## start Source excerpt

After he died, DH spent weeks having to deal with death certificates, notifying the bank, council, energy suppliers etc, sorting out probate, the funeral etc. His uncle hadn't made any arrangements at all for what would happen when he died - no funeral plan, no will, and he didn't have enough in savings even to cover the funeral. We had to foot the bill, plus the bill from the police for securing the property after they'd broken in, the insurance excesses etc.
DH had always been much closer to his uncle than his.uncle's brother was, so it was only.natural that DH felt.responsible for sorting the affairs out, clearing his property out etc, but none of this had been formalised in a will and the estate was eventually divided up, according to the rules of dying intestate, meaning the other uncle got half of everything.
My own mum lives alone and is 84. She has a 4 bed detached house full of junk that should have been sorted when she moved into the house a few years ago, but wasn't. I am one of 4 siblings - we all live in different parts of the country, all have different family responsibilities of our own etc. I know she's written a will and taken advice so as to avoid as much inheritance tax liability as possible, but she has also said on several occasions that she doesn't care what the fall out will be when she does because she won't be around to see it - so, for example, on occasion she's gifted money to 3 of us but not the 4th, and told the 3 of us that it's down to us to make sure that the 4 th sibling gets that money after she's died.
No-one wants to have to think about dying but I do think it's selfish not to have some kind of arrangements in order as you get older, knowing that other people will have to deal with it all after you've gone.

## end Source excerpt

**Your objective**
In the passage on settling a relative's affairs, how many bedrooms does the writer's mother's house have? These records have no connection to the passage above.

## start Dataset content

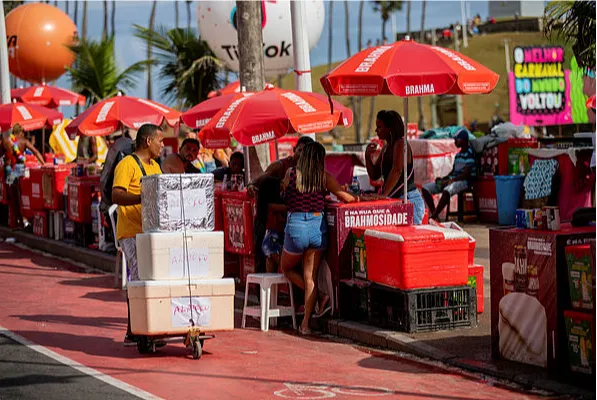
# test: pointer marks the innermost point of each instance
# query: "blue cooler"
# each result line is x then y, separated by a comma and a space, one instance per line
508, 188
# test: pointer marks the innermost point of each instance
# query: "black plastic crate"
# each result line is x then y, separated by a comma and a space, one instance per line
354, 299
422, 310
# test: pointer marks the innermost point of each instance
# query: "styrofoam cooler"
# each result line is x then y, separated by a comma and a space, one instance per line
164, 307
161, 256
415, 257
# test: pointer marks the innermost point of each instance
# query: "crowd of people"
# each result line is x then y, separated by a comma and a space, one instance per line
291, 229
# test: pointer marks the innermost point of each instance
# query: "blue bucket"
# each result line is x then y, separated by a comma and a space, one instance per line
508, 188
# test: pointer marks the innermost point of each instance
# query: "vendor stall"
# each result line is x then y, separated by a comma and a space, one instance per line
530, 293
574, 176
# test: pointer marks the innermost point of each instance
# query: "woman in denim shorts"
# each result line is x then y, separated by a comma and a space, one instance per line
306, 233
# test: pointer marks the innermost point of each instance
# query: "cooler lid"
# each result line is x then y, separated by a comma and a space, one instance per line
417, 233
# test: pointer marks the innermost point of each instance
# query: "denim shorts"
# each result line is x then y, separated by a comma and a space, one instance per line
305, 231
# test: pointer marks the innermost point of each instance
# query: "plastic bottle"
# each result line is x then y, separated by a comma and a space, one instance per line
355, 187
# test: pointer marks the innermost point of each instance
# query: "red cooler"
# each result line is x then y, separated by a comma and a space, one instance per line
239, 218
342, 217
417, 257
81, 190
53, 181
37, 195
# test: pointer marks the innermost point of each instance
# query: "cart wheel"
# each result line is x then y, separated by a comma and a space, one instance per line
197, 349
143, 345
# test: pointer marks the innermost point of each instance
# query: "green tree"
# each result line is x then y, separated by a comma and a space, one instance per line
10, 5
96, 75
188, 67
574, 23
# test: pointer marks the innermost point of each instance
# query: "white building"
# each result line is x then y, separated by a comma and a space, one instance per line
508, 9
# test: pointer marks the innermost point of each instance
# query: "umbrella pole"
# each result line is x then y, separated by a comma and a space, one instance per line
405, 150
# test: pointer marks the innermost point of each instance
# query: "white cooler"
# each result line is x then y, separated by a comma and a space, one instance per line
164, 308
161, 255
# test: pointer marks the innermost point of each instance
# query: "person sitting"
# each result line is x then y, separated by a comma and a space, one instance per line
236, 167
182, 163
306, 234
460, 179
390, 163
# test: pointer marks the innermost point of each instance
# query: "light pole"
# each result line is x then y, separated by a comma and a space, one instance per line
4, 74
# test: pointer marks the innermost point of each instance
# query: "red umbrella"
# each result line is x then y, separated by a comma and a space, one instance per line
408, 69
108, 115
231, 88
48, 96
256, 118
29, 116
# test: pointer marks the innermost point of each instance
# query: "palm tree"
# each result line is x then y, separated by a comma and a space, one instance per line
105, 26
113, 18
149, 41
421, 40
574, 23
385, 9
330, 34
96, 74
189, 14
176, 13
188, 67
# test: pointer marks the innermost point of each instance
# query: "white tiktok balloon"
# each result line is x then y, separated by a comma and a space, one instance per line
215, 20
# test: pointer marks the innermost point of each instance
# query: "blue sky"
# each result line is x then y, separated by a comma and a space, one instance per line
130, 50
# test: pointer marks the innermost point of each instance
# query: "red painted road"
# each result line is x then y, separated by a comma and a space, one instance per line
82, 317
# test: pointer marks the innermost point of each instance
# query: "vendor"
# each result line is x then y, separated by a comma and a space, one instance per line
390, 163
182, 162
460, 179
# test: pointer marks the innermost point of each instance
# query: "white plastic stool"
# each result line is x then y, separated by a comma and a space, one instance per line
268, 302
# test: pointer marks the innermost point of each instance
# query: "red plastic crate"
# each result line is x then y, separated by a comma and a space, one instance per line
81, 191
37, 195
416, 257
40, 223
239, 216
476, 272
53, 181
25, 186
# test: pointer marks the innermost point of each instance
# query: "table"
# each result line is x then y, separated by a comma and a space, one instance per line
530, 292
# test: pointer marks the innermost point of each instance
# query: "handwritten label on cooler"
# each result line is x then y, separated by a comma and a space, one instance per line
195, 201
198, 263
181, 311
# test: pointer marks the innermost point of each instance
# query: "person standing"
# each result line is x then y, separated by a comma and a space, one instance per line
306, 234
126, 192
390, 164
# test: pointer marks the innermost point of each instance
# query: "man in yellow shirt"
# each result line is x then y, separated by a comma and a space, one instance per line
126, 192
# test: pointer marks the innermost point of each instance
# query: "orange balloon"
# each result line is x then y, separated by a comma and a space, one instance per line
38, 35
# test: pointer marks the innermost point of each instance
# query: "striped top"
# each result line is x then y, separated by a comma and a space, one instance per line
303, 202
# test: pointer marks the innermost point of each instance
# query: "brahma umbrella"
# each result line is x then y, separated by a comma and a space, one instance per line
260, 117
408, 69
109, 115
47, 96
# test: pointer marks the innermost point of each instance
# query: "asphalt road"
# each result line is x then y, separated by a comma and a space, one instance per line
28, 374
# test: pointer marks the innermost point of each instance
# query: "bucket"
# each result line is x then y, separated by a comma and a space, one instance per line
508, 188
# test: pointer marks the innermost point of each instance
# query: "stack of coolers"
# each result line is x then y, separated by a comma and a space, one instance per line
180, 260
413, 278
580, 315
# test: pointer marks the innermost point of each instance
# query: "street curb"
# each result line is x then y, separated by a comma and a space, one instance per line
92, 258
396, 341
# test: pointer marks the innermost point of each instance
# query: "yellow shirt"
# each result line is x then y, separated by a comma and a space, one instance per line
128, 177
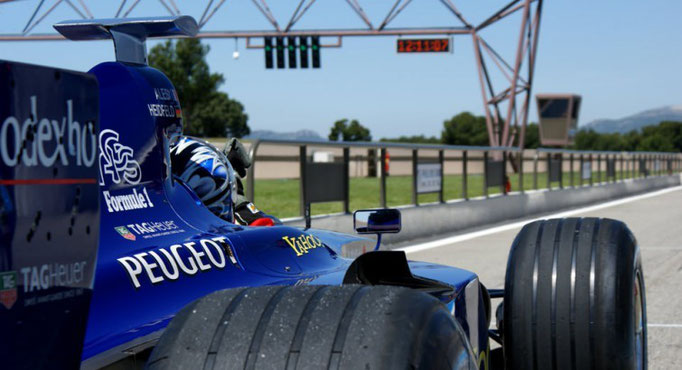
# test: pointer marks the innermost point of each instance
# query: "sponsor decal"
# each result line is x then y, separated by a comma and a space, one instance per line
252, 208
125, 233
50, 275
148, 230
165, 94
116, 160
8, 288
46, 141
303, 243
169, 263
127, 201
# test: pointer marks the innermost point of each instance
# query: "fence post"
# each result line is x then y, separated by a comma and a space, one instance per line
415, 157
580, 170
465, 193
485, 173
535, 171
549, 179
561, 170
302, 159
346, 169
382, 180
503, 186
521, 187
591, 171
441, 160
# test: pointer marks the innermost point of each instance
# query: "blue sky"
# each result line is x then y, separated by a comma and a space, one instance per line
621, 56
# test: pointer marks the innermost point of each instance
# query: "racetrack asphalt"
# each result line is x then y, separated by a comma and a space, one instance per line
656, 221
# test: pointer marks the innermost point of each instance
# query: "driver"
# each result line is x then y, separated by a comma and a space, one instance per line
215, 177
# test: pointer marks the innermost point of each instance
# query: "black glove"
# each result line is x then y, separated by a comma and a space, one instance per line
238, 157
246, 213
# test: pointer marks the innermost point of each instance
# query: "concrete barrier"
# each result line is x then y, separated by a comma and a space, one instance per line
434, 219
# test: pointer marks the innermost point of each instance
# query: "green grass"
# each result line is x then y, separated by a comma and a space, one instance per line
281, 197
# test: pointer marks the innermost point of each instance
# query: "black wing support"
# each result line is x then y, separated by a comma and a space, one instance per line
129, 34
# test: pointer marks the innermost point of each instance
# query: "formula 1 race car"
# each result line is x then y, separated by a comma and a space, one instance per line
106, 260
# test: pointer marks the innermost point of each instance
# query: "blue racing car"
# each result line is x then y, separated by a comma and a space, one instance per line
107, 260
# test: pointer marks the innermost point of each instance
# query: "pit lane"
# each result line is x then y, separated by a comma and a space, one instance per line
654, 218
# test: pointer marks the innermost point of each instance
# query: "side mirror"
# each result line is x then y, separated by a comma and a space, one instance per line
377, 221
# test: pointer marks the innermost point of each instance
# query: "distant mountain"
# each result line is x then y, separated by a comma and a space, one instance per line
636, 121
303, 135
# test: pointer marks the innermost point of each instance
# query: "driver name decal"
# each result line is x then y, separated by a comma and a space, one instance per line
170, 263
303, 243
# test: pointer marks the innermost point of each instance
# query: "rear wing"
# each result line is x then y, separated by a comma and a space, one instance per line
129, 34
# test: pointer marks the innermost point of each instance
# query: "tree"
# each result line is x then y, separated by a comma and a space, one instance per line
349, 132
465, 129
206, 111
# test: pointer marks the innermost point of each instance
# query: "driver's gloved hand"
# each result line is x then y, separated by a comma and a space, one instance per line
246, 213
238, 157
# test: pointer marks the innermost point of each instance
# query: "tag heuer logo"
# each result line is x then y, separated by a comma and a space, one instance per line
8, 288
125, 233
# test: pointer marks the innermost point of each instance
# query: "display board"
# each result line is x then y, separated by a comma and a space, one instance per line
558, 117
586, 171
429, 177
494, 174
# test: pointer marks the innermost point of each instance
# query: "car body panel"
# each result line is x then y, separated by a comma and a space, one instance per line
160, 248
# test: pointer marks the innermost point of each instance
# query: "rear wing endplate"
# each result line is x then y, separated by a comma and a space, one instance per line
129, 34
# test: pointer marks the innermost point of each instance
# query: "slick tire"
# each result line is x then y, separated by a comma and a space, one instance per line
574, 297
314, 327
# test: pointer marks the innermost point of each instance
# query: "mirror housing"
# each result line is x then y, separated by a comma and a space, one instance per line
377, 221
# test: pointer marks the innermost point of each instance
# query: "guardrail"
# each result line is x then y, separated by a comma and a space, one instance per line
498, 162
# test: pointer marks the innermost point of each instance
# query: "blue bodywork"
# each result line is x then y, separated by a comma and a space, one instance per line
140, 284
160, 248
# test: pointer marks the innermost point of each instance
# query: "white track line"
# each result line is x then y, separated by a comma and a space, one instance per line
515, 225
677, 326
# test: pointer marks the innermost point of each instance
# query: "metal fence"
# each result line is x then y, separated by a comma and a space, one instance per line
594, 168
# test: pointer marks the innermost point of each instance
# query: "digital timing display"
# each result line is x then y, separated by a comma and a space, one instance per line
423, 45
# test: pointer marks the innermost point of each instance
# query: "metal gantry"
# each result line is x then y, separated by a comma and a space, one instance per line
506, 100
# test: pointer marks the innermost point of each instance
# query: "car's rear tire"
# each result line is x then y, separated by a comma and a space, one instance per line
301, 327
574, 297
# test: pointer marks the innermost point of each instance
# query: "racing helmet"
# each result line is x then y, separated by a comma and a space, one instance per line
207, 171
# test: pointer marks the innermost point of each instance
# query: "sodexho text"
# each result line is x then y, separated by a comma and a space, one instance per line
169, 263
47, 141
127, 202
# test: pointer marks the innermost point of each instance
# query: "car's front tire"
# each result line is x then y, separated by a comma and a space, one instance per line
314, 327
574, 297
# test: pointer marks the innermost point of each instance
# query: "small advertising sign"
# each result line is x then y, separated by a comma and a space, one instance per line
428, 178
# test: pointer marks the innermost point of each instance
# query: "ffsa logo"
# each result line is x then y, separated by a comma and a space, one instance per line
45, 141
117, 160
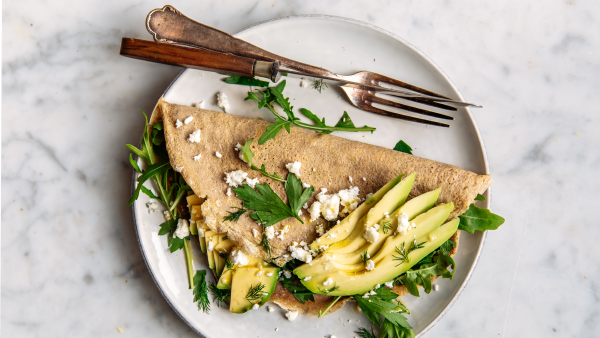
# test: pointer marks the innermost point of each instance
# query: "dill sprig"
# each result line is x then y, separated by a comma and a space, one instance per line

## end Dataset content

**Solution below**
Four.